Maybe what you're trying to do is:

sum by (consumergroup, topic) (rate(kafka_consumergroup_current_offset[5m]) 
* 60) == 0
unless sum by (topic) (rate(kafka_consumergroup_current_offset[5m]) * 60) < 
1

That is: alert on any combination of (consumergroup,topic) where the 
5-minute rate of consumption is zero, unless the rate for that topic across 
all consumers is less than 1 per minute.

As far as I can tell, kafka_consumergroup_current_offset is a counter, and 
therefore you should use either rate() or increase().  The only difference 
is that rate(foo[5m]) gives the increase per second, while 
increase(foo[5m]) gives the increase per 5 minutes.

Hence:
rate(kafka_consumergroup_current_offset[5m]) * 60
increase(kafka_consumergroup_current_offset[5m]) / 5
should both be the same, giving the per-minute increase.

On Friday 19 April 2024 at 18:30:21 UTC+1 Brian Candler wrote:

> Sorry, first link was wrong.
> https://groups.google.com/g/prometheus-users/c/IeW_3nyGkR0/m/unto0oGQAQAJ
> https://groups.google.com/g/prometheus-users/c/83pEAX44L3M/m/E20UmVJyBQAJ
>
> On Friday 19 April 2024 at 18:28:29 UTC+1 Brian Candler wrote:
>
>> Can you give examples of the metrics in question, and what conditions 
>> you're trying to check for?
>>
>> Looking at your specific PromQL query: Firstly, in my experience, it's 
>> very unusual in Prometheus queries to use ==bool or >bool, and in this 
>> specific case definitely seems to be wrong.

============================================================

CHALLENGE A: Find every line in the records below that contains the string "wall" and copy each one. Matching is case-sensitive.

INPUT DATA:

============================================================

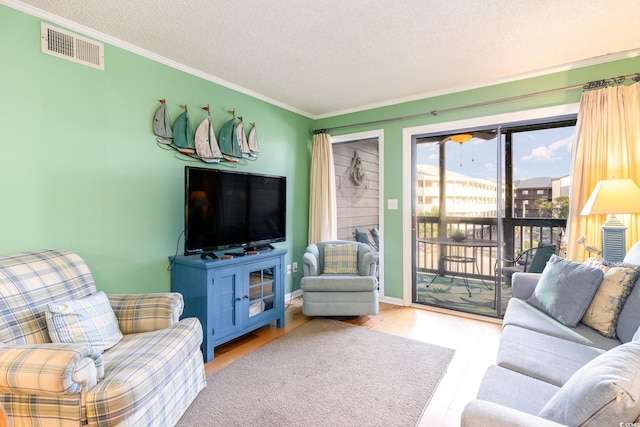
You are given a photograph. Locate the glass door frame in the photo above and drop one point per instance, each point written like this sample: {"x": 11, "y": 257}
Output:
{"x": 555, "y": 113}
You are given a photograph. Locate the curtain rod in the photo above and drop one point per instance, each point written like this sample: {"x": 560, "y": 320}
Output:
{"x": 597, "y": 84}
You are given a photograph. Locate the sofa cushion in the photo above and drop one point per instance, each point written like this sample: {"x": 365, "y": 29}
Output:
{"x": 341, "y": 258}
{"x": 521, "y": 313}
{"x": 515, "y": 390}
{"x": 550, "y": 359}
{"x": 633, "y": 256}
{"x": 324, "y": 283}
{"x": 31, "y": 280}
{"x": 566, "y": 289}
{"x": 138, "y": 366}
{"x": 629, "y": 321}
{"x": 603, "y": 392}
{"x": 89, "y": 320}
{"x": 619, "y": 279}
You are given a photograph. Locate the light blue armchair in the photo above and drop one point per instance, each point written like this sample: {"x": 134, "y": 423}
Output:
{"x": 339, "y": 279}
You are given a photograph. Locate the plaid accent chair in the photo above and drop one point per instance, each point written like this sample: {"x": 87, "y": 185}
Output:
{"x": 339, "y": 279}
{"x": 148, "y": 378}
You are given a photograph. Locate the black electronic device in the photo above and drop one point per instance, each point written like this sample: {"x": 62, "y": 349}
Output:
{"x": 232, "y": 210}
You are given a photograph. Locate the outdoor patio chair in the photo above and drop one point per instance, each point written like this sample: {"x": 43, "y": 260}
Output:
{"x": 530, "y": 261}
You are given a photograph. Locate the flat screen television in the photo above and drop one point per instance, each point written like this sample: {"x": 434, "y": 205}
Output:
{"x": 228, "y": 209}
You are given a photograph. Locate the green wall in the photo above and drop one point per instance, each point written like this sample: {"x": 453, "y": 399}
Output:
{"x": 393, "y": 180}
{"x": 81, "y": 170}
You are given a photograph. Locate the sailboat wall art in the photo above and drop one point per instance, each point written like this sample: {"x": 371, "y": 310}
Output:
{"x": 232, "y": 146}
{"x": 183, "y": 133}
{"x": 162, "y": 124}
{"x": 206, "y": 142}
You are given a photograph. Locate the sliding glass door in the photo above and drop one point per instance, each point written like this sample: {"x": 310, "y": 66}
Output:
{"x": 480, "y": 198}
{"x": 455, "y": 221}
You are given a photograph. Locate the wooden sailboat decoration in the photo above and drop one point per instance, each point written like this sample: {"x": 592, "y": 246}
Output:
{"x": 229, "y": 139}
{"x": 183, "y": 139}
{"x": 242, "y": 141}
{"x": 253, "y": 140}
{"x": 205, "y": 139}
{"x": 162, "y": 124}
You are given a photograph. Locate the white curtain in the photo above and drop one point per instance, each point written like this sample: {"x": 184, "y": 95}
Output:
{"x": 322, "y": 191}
{"x": 606, "y": 145}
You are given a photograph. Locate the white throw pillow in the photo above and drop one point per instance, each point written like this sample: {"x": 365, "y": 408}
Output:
{"x": 89, "y": 320}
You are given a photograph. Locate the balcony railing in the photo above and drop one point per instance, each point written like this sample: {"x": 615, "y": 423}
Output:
{"x": 519, "y": 234}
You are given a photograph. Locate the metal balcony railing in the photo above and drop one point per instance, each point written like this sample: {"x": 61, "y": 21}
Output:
{"x": 520, "y": 234}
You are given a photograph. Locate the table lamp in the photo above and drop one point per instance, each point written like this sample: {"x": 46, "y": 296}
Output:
{"x": 610, "y": 197}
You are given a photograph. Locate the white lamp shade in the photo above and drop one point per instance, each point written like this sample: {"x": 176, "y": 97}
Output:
{"x": 613, "y": 196}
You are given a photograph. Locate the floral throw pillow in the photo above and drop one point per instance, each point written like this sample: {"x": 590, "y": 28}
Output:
{"x": 619, "y": 279}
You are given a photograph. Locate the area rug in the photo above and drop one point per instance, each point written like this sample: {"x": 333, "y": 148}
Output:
{"x": 324, "y": 373}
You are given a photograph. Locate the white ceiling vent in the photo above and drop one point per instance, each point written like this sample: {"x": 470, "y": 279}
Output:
{"x": 70, "y": 46}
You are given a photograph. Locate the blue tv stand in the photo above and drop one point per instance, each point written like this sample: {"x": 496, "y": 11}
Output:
{"x": 231, "y": 297}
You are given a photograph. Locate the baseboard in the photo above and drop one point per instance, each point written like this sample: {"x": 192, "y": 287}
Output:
{"x": 291, "y": 295}
{"x": 391, "y": 300}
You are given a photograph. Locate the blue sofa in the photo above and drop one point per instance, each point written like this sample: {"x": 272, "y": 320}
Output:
{"x": 550, "y": 372}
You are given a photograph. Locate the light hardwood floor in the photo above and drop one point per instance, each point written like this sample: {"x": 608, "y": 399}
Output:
{"x": 475, "y": 342}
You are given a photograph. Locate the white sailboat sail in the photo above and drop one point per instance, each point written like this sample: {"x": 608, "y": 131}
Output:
{"x": 162, "y": 124}
{"x": 242, "y": 140}
{"x": 253, "y": 140}
{"x": 205, "y": 140}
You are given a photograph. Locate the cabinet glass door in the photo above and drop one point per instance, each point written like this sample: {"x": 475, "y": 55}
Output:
{"x": 261, "y": 291}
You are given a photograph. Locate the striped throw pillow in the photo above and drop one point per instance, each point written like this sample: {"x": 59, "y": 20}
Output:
{"x": 341, "y": 258}
{"x": 89, "y": 320}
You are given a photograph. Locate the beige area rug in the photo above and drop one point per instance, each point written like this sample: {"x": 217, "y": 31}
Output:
{"x": 324, "y": 373}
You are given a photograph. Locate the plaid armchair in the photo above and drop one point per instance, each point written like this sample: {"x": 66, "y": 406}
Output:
{"x": 148, "y": 378}
{"x": 339, "y": 279}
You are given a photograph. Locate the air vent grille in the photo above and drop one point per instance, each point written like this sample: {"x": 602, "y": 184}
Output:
{"x": 66, "y": 45}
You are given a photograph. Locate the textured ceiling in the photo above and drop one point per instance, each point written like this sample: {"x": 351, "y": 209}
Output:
{"x": 323, "y": 57}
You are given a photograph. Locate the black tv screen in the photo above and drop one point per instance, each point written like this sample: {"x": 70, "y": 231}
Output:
{"x": 225, "y": 209}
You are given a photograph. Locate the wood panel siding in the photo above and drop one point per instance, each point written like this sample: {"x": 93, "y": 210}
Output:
{"x": 358, "y": 197}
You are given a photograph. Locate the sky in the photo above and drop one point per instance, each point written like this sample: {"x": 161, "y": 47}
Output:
{"x": 539, "y": 153}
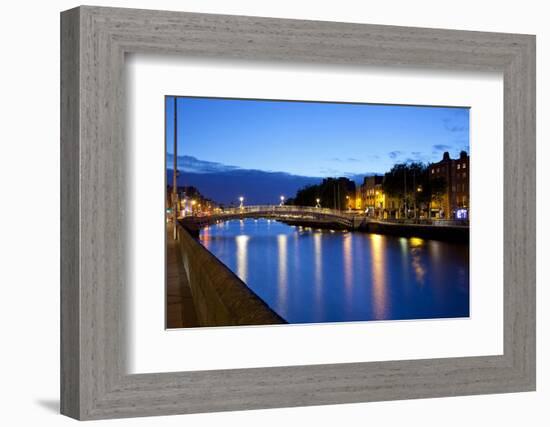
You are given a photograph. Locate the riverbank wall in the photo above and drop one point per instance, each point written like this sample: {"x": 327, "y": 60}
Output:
{"x": 220, "y": 297}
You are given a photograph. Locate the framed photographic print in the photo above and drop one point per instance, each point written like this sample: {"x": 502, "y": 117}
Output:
{"x": 262, "y": 213}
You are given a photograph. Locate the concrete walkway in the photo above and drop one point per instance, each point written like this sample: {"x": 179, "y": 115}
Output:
{"x": 180, "y": 309}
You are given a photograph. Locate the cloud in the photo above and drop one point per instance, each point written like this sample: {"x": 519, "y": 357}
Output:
{"x": 453, "y": 127}
{"x": 394, "y": 154}
{"x": 338, "y": 159}
{"x": 442, "y": 147}
{"x": 194, "y": 165}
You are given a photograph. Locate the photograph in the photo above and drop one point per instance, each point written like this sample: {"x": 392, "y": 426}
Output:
{"x": 307, "y": 212}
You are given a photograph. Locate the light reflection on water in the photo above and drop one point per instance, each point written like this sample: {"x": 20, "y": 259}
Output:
{"x": 308, "y": 275}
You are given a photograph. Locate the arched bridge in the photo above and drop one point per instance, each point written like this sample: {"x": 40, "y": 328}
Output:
{"x": 287, "y": 213}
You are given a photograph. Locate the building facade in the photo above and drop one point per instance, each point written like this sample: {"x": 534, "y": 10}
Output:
{"x": 372, "y": 196}
{"x": 454, "y": 200}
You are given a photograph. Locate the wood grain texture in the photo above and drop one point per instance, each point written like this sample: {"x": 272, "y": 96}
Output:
{"x": 94, "y": 270}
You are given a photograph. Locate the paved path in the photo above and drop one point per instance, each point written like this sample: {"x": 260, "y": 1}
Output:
{"x": 180, "y": 309}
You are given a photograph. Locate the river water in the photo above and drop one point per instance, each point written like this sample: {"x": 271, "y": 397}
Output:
{"x": 312, "y": 276}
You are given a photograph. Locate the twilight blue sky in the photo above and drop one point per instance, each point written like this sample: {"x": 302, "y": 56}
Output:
{"x": 310, "y": 139}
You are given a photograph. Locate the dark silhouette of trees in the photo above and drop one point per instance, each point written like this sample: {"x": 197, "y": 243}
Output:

============================================================

CHALLENGE B: Continue the mailing-list reply above about alerting on Kafka consumer offset rates in PromQL, starting right after its final sentence.

EXPECTED OUTPUT A:
You are given a photograph. Locate the green wall in the photo above and drop one point per instance, each point written like this sample: {"x": 453, "y": 399}
You are given a photograph. Locate the sailboat wall art in the photo above and drop one point per instance, each point written like this sample: {"x": 371, "y": 310}
You are given a photograph. Locate the riverbank wall in the photo above and drop one point per instance, each point written like this sample: {"x": 327, "y": 60}

EXPECTED OUTPUT B:
>>
>> Secondly, you won't be able to join the LH and RH sides of your 
>> expression with "and" unless either they have exactly the same label sets, 
>> or you modify your condition using "and on (...)" or "and ignoring (...)".
>>
>> "and" is a vector intersection operator, where the result vector includes 
>> a value if the labels match, and the value is taken from the LHS, and that 
>> means it doesn't combine the values like you might be used to in other 
>> programming languages. For example,
>>
>> vector(0) and vector(1)  => value is 0
>> vector(1) and vector(0)  => value is 1
>> vector(42) and vector(99)  => value is 42
>>
>> This is as described in the documentation 
>> <https://prometheus.io/docs/prometheus/latest/querying/operators/#logical-set-binary-operators>
>> :
>>
>> vector1 and vector2 results in a vector consisting of the elements of 
>> vector1 for which there are elements in vector2 with exactly matching 
>> label sets. Other elements are dropped. The metric name and values are 
>> carried over from the left-hand side vector.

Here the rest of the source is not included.